» **O QUE FAZER**
A) Transcreva um trecho da reportagem sobre os protestos em Buenos Aires. Comece nas palavras "Mais cedo, na" e pare depois de "buscará a reeleição.".
B) Segundo a reportagem sobre os protestos em Buenos Aires, quantas pessoas tinham sido detidas até o fechamento da edição?
C) Liste tudo o que, segundo a reportagem sobre os protestos em Buenos Aires, os policiais usavam para tentar conter a multidão.

==== TEXTO DE ORIGEM

Parecia mais um campo de batalha. De um lado, manifestantes armados de paus e pedras. De outro, policiais usavam canhões d'água, bombas de gás lacrimogêneo e balas de borracha na tentativa de conter a multidão em fúria. O caos se instalou do lado de fora do prédio do Congresso, no coração de Buenos Aires, enquanto senadores debatiam um megapacote de reformas considerado crucial para o presidente ultraliberal Javier Milei, dois dias depois de ele completar seis meses de governo. Por volta das 23h30 desta quarta-feira (12), o Senado aprovou o texto geral com o voto de desempate de Victoria Villaruel, presidente da Casa e vice-presidente do país. Durante a madrugada, os senadores votariam cada ponto do projeto de lei. Com a aprovação geral, ele seguirá para votação na Câmara, que deve ocorrer no início da próxima semana.
Mais cedo, na noite desta quarta-feira (12/6), o gabinete de Milei divulgou nota nas redes sociais em que "felicita as forças de segurança por sua excelente ação, ao reprimir os grupos terroristas, que, com paus, pedras e até granadas, tentaram um golpe de Estado, ao atentarem contra o normal funcionamento do Congresso da Nação Argentina".
Em discurso durante uma conferência do Instituto Cato e da Fundação Liberdade e Progresso, intitulada "O renascer da liberdade na Argentina e no mundo", Milei falou sobre os incidentes violentos. "Não descartem a metodologia de jogarem mortos nas ruas", advertiu. "Esperamos seguir com o êxito que temos obtido e ter dois mandatos, para começar a era liberal", acrescentou, ao admitir que buscará a reeleição.
Segundo o jornal argentino Clarín, a manifestação foi organizada por entidades de esquerda e por movimentos grevistas. Até o fechamento desta edição, 29 pessoas tinham sido detidas. O tumulto teve início quando os manifestantes tentaram vencer as barricadas montadas para isolar o Congresso. A polícia repeliu o avanço com violência, o que provocou a fúria da multidão. Pedras foram arremessadas contra os policiais. Dois carros acabaram incendiados nas imediações do prédio — entre eles, um da rádio Cadena 3.

========
==== ITENS APRESENTADOS

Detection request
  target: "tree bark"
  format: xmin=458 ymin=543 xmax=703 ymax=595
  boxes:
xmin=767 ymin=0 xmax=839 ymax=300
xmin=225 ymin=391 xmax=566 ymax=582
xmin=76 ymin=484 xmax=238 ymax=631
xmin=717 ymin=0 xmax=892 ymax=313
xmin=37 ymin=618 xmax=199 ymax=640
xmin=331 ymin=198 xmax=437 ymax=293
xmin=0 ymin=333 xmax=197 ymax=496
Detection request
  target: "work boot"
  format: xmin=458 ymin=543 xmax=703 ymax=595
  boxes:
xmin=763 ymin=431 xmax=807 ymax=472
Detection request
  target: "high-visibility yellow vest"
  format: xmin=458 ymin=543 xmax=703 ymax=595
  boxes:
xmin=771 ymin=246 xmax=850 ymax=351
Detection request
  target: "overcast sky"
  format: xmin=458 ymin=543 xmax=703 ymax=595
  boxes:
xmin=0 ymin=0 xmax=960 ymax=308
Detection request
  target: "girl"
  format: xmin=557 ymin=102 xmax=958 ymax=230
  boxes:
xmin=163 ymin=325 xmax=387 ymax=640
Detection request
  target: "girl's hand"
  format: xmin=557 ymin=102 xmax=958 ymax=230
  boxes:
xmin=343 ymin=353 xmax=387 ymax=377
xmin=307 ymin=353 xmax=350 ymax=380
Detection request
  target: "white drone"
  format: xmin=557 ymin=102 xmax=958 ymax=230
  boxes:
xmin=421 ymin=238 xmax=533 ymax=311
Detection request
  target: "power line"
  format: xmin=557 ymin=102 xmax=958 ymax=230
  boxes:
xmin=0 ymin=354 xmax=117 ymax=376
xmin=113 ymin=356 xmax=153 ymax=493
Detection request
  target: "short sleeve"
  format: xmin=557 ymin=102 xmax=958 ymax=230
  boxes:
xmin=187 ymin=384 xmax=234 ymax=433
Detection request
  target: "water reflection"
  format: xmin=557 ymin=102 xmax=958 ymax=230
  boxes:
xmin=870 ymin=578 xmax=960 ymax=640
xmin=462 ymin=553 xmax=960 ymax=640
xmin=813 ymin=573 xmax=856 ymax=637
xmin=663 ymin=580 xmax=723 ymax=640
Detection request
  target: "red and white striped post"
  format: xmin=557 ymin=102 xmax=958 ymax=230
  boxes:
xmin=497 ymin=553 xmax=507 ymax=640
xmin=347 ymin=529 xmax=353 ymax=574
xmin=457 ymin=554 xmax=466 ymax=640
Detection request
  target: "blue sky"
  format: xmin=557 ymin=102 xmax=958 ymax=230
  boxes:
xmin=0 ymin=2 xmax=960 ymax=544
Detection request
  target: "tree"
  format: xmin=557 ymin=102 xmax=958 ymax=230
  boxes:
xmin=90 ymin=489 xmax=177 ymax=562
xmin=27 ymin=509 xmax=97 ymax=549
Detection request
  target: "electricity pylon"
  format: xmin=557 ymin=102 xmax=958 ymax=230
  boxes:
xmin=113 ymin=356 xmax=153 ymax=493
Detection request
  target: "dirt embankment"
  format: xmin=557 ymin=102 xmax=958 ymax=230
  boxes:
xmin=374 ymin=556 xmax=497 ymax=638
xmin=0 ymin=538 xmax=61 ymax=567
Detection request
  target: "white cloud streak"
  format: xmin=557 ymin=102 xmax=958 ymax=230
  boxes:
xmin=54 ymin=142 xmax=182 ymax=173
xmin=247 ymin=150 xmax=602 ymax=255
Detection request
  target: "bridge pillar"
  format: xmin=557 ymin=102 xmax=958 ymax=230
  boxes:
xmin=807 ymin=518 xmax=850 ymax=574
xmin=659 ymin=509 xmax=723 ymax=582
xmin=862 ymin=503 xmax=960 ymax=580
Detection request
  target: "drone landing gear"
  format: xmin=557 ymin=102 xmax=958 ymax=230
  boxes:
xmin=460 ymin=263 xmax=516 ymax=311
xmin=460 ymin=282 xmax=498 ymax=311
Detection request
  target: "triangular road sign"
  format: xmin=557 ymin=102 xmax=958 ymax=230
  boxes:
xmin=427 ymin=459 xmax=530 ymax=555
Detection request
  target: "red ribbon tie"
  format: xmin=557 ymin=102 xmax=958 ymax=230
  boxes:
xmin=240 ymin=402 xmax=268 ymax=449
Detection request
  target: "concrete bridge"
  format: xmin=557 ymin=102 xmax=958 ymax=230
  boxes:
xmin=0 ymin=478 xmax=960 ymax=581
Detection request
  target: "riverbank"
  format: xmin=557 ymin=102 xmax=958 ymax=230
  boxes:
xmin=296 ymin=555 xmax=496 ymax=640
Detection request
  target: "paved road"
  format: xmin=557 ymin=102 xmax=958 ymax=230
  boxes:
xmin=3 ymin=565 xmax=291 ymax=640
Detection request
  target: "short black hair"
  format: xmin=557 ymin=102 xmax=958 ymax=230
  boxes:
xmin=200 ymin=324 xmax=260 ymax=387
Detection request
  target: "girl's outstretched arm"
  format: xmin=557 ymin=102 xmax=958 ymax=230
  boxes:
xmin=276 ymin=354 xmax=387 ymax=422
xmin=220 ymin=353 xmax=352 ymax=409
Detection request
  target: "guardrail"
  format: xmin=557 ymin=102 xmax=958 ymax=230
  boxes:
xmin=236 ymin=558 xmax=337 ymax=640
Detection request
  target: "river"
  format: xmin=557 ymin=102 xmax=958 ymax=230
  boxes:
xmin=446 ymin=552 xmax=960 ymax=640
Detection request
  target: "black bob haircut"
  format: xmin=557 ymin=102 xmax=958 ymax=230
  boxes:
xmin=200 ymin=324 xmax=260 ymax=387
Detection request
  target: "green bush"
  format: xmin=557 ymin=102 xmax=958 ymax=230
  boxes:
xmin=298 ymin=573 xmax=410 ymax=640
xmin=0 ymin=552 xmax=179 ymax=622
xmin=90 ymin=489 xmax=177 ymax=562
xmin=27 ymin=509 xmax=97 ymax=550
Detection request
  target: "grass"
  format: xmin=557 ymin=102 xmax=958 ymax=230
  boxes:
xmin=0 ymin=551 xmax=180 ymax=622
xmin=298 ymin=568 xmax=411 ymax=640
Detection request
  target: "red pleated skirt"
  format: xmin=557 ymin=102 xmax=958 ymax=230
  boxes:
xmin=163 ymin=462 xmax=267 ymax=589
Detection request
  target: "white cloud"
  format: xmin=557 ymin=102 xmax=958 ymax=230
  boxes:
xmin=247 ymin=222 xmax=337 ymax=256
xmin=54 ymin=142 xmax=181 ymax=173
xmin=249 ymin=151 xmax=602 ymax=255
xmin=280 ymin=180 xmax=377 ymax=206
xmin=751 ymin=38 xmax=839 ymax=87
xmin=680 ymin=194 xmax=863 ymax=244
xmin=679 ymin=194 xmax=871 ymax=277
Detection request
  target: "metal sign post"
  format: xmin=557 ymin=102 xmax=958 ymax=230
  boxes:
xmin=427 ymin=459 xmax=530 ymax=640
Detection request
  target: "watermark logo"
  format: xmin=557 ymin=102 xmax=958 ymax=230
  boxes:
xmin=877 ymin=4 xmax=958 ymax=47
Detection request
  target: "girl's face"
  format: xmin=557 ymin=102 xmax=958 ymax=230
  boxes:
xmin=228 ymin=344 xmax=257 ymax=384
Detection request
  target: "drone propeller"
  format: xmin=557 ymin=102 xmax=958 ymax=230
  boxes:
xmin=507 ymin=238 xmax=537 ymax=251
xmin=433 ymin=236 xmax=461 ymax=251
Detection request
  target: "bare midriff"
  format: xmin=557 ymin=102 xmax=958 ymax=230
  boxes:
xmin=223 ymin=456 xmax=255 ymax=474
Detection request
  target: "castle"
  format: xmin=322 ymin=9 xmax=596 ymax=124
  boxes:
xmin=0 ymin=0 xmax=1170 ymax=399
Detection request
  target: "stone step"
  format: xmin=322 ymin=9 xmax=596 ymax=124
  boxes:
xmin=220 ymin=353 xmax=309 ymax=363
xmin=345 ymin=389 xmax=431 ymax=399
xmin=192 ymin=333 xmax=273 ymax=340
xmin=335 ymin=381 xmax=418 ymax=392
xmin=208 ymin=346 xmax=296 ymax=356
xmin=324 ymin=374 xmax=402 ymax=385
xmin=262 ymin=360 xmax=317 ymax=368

========

» **RESPOSTAS**
A)
Mais cedo, na noite desta quarta-feira (12/6), o gabinete de Milei divulgou nota nas redes sociais em que "felicita as forças de segurança por sua excelente ação, ao reprimir os grupos terroristas, que, com paus, pedras e até granadas, tentaram um golpe de Estado, ao atentarem contra o normal funcionamento do Congresso da Nação Argentina".
Em discurso durante uma conferência do Instituto Cato e da Fundação Liberdade e Progresso, intitulada "O renascer da liberdade na Argentina e no mundo", Milei falou sobre os incidentes violentos. "Não descartem a metodologia de jogarem mortos nas ruas", advertiu. "Esperamos seguir com o êxito que temos obtido e ter dois mandatos, para começar a era liberal", acrescentou, ao admitir que buscará a reeleição.

B) 29 pessoas.

C) Canhões d'água, bombas de gás lacrimogêneo e balas de borracha.